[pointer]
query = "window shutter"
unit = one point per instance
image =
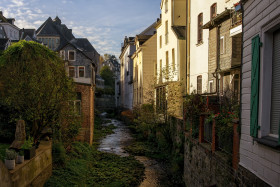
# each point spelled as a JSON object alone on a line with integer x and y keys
{"x": 255, "y": 73}
{"x": 275, "y": 92}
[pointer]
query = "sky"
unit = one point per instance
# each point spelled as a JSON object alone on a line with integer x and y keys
{"x": 104, "y": 22}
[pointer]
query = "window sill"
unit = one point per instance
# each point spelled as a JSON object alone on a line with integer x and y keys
{"x": 268, "y": 141}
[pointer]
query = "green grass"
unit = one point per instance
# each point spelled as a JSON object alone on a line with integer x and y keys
{"x": 85, "y": 166}
{"x": 3, "y": 148}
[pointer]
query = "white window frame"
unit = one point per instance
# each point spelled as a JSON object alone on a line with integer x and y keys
{"x": 79, "y": 71}
{"x": 266, "y": 55}
{"x": 74, "y": 71}
{"x": 62, "y": 51}
{"x": 74, "y": 55}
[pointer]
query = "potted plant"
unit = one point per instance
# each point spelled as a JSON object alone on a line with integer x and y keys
{"x": 20, "y": 157}
{"x": 10, "y": 159}
{"x": 29, "y": 149}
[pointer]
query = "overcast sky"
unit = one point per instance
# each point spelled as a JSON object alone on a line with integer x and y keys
{"x": 104, "y": 22}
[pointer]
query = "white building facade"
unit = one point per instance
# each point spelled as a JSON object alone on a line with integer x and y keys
{"x": 201, "y": 13}
{"x": 126, "y": 73}
{"x": 260, "y": 93}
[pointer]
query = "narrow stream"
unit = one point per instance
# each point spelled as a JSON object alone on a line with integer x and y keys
{"x": 121, "y": 138}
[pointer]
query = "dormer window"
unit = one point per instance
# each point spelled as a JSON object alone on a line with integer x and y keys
{"x": 71, "y": 55}
{"x": 81, "y": 71}
{"x": 213, "y": 11}
{"x": 62, "y": 54}
{"x": 71, "y": 71}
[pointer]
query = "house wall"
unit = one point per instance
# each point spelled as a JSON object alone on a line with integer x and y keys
{"x": 87, "y": 111}
{"x": 12, "y": 31}
{"x": 149, "y": 61}
{"x": 126, "y": 87}
{"x": 81, "y": 60}
{"x": 259, "y": 159}
{"x": 199, "y": 52}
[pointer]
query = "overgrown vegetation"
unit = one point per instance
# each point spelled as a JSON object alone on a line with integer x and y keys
{"x": 101, "y": 130}
{"x": 34, "y": 85}
{"x": 154, "y": 139}
{"x": 3, "y": 148}
{"x": 85, "y": 166}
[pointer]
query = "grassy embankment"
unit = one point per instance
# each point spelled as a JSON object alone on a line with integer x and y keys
{"x": 84, "y": 165}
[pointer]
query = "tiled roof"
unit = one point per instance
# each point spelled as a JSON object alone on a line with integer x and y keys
{"x": 180, "y": 32}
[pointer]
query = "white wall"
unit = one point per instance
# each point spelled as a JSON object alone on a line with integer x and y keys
{"x": 261, "y": 160}
{"x": 199, "y": 52}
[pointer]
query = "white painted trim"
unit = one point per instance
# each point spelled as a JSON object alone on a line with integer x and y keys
{"x": 265, "y": 75}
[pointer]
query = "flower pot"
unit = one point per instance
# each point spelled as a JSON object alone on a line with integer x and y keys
{"x": 29, "y": 153}
{"x": 10, "y": 164}
{"x": 20, "y": 159}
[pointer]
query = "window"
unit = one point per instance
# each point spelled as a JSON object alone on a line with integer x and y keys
{"x": 199, "y": 28}
{"x": 62, "y": 54}
{"x": 166, "y": 6}
{"x": 71, "y": 55}
{"x": 173, "y": 59}
{"x": 222, "y": 45}
{"x": 275, "y": 91}
{"x": 211, "y": 86}
{"x": 166, "y": 32}
{"x": 81, "y": 71}
{"x": 213, "y": 11}
{"x": 167, "y": 64}
{"x": 77, "y": 103}
{"x": 72, "y": 71}
{"x": 199, "y": 84}
{"x": 161, "y": 102}
{"x": 160, "y": 70}
{"x": 236, "y": 85}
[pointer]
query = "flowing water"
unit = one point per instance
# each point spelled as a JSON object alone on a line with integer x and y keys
{"x": 115, "y": 143}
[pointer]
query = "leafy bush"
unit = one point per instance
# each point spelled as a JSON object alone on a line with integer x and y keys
{"x": 10, "y": 154}
{"x": 85, "y": 166}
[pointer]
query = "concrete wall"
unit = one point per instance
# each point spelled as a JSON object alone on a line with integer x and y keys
{"x": 34, "y": 172}
{"x": 87, "y": 110}
{"x": 260, "y": 17}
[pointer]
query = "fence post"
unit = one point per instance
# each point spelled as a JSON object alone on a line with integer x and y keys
{"x": 213, "y": 146}
{"x": 235, "y": 150}
{"x": 201, "y": 128}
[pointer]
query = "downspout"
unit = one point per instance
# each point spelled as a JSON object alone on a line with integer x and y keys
{"x": 241, "y": 74}
{"x": 188, "y": 8}
{"x": 218, "y": 60}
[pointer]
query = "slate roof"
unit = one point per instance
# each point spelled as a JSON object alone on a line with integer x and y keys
{"x": 55, "y": 28}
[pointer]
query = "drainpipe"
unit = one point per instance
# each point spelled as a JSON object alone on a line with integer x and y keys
{"x": 218, "y": 60}
{"x": 188, "y": 8}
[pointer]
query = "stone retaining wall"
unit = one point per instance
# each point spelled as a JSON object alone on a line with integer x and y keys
{"x": 34, "y": 172}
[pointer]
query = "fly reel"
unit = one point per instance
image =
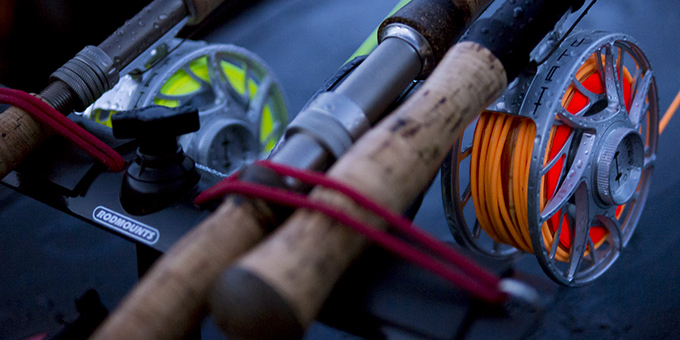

****

Only the pictures are to be dropped; the rest of the material above must be duplicated exactly.

[pointer]
query = "window shutter"
unit = one point per instance
image =
# each point spelled as a JSON object alone on a line with integer x and y keys
{"x": 255, "y": 73}
{"x": 275, "y": 92}
[pointer]
query = "sky"
unit = one point per instance
# each point spelled as a JSON object alone on a line with integer x and y keys
{"x": 104, "y": 22}
[pointer]
query = "window sill"
unit = one point per instance
# each point spelled as a JSON object alone on a line with integer x and y keys
{"x": 268, "y": 141}
[pointer]
query = "green grass"
unit = one point per instance
# each point spelled as a JSON object alone on a line with integer x and y keys
{"x": 85, "y": 166}
{"x": 3, "y": 148}
[pointer]
query = "white window frame"
unit = one point per instance
# each point spelled as a JSON object alone on a line with integer x and y keys
{"x": 79, "y": 71}
{"x": 266, "y": 55}
{"x": 74, "y": 71}
{"x": 62, "y": 51}
{"x": 74, "y": 55}
[pointer]
query = "potted plant"
unit = one point per instance
# each point spelled as a JSON object alone on a line with integer x and y keys
{"x": 20, "y": 157}
{"x": 10, "y": 159}
{"x": 29, "y": 149}
[pointer]
query = "overcast sky"
unit = one point per instance
# each point spelled as a JSON object alone on a line with integer x and y keys
{"x": 104, "y": 22}
[pointer]
query = "white building facade"
unit = one point per instance
# each point spelled as a JSON object alone on a line with integer x and y keys
{"x": 201, "y": 13}
{"x": 126, "y": 73}
{"x": 260, "y": 93}
[pointer]
query = "narrow stream"
unit = one point per instance
# each point spelled as a JSON object alone on a line with integer x and y keys
{"x": 121, "y": 138}
[pointer]
query = "dormer window"
unit = one point per instance
# each point spelled as a JSON object alone on a line with integer x and y keys
{"x": 71, "y": 55}
{"x": 81, "y": 71}
{"x": 213, "y": 11}
{"x": 62, "y": 54}
{"x": 71, "y": 71}
[pointer]
query = "house wall"
unit = one point per instance
# each point spelled as a JSON object alone on a line with integer x and y keys
{"x": 87, "y": 111}
{"x": 12, "y": 31}
{"x": 149, "y": 61}
{"x": 126, "y": 87}
{"x": 81, "y": 60}
{"x": 259, "y": 159}
{"x": 199, "y": 52}
[pointer]
query = "overgrown vegetation"
unit = one point per instance
# each point spelled as a JSON object alone on a line with integer x and y keys
{"x": 101, "y": 130}
{"x": 34, "y": 85}
{"x": 154, "y": 139}
{"x": 3, "y": 148}
{"x": 85, "y": 166}
[pointer]
query = "grassy embankment"
unit = one point per instance
# each point spelled as a JSON object alone on a line with integer x and y keys
{"x": 84, "y": 165}
[pointer]
query = "tiled roof"
unit = one point per instance
# each point spelled as a JSON object alone on a line with integer x and y keys
{"x": 180, "y": 32}
[pointer]
query = "white wall"
unit = one point per instance
# each point spelled as a JSON object alone on a line with integer x and y keys
{"x": 261, "y": 160}
{"x": 199, "y": 52}
[pointer]
query = "white painted trim"
unit = one point per instance
# each point spelled as a JSON object alone on a line with integer x and y keys
{"x": 265, "y": 75}
[pointer]
query = "flower pot"
unit = one point per instance
# each point spelled as a JSON object alone on a line with integer x and y keys
{"x": 29, "y": 153}
{"x": 10, "y": 164}
{"x": 20, "y": 159}
[pointer]
query = "window"
unit = one point per instance
# each point spelled as a JSON object alone on a line with integer x and y keys
{"x": 199, "y": 28}
{"x": 62, "y": 54}
{"x": 166, "y": 6}
{"x": 71, "y": 55}
{"x": 173, "y": 59}
{"x": 222, "y": 45}
{"x": 275, "y": 91}
{"x": 211, "y": 86}
{"x": 166, "y": 32}
{"x": 81, "y": 71}
{"x": 213, "y": 11}
{"x": 167, "y": 64}
{"x": 77, "y": 103}
{"x": 72, "y": 71}
{"x": 199, "y": 84}
{"x": 161, "y": 102}
{"x": 160, "y": 70}
{"x": 236, "y": 85}
[pointer]
query = "flowing water"
unit = one point per instance
# each point spelled as a JSON object alone on a line with integer x and y keys
{"x": 115, "y": 143}
[pointer]
query = "leafy bush"
unit = one point per instance
# each point spelled as a JSON object alone on a line with integer x and y keys
{"x": 10, "y": 154}
{"x": 85, "y": 166}
[pointer]
query = "concrete wall"
unit = one point per instance
# each point spelled as a JSON object alone on a line with integer x and y keys
{"x": 34, "y": 172}
{"x": 87, "y": 110}
{"x": 260, "y": 17}
[pointer]
query = "fence post"
unit = one point per instance
# each point spelled as a JSON object alone on a line with integer x and y keys
{"x": 213, "y": 146}
{"x": 235, "y": 150}
{"x": 201, "y": 128}
[pointer]
query = "downspout"
unit = one point per instance
# each point spelled as a JSON object alone on a line with integer x and y keys
{"x": 241, "y": 74}
{"x": 188, "y": 8}
{"x": 218, "y": 60}
[pointer]
query = "slate roof"
unit = one point per instance
# each point spelled as a JSON object alone on a line with integer x and y keys
{"x": 55, "y": 28}
[pointer]
query = "drainpipe"
unit = one point per instance
# each point spelled as a JSON object alone on a line with integer x and y keys
{"x": 218, "y": 60}
{"x": 188, "y": 8}
[pointer]
query = "stone retaining wall"
unit = one point per instance
# each point spelled as a JSON object alone on a line with integer x and y keys
{"x": 34, "y": 172}
[pointer]
query = "fly reel"
unit = one point per instance
image =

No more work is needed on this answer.